» **目標 1**:
出典の「なぜ言語によって」で始まる段落を、主な内容を残したまま箇条書きに直してください。
» **目標 2**:
出典の記事で比較される3つの言語は何か。

» **出典**:
RustやGoといったモダンなコンパイル言語の経験があるエンジニアが、Pythonのプロジェクト構成を見たときに抱く素朴な疑問です。
Rustでは src/lib.rs の中に mod tests を書くのが当たり前ですし、Goでも main.go の隣に main_test.go を置くのが一般的です。

しかし、Pythonのデファクトスタンダードは src/ とは別に tests/ ディレクトリを切る」 というスタイルです。

なぜ言語によってテストコードの配置場所(文化)がこれほど異なるのでしょうか?
その背景には、単なる「好み」の違いではなく、「コンパイルの仕組み」「配布(デプロイ)の仕組み」 という技術的な必然性が隠されています。

本記事では、Rust, C++, Python という異なる性質を持つ3つの言語を比較しながら、それぞれのテスト配置戦略の理由を紐解いていきます。

» **提供データ**:
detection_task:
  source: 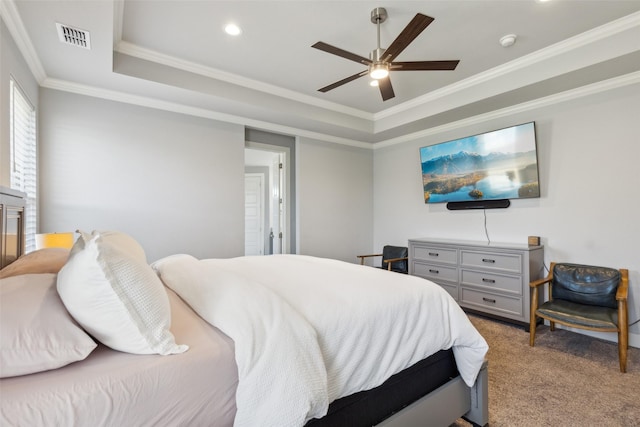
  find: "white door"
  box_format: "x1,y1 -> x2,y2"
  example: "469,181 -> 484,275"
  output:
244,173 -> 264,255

...

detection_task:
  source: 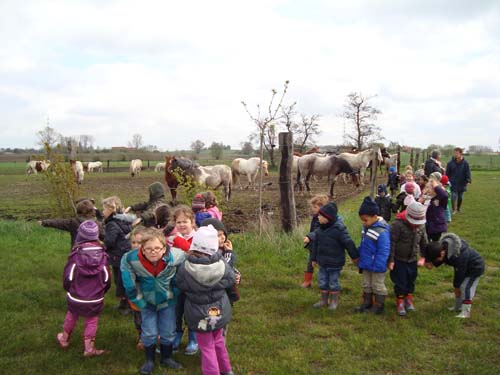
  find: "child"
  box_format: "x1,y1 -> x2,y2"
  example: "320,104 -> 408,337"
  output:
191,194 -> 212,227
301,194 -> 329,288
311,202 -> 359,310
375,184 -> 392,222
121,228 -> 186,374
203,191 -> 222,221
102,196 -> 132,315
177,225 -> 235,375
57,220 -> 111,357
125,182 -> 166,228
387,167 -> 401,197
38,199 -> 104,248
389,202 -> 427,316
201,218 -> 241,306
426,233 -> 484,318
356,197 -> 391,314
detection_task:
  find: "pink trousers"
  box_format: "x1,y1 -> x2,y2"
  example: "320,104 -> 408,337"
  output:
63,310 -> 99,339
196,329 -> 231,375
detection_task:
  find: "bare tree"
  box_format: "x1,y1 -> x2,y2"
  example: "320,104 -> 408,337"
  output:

==

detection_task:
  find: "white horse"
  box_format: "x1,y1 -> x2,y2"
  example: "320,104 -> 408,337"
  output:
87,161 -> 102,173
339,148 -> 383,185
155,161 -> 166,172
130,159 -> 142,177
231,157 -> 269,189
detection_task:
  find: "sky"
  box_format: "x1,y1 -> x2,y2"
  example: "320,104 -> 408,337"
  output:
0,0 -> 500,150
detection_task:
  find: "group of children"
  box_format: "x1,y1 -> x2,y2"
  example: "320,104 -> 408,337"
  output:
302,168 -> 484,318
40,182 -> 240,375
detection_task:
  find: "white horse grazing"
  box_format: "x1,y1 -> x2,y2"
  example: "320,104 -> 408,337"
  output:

» **回答 1**:
- 言語ごとにテストコードの配置場所(文化)が大きく異なる。
- その背景にあるのは単なる「好み」の違いではない。
- 「コンパイルの仕組み」と「配布(デプロイ)の仕組み」という技術的な必然性がある。

» **回答 2**:
Rust、C++、Pythonの3つ。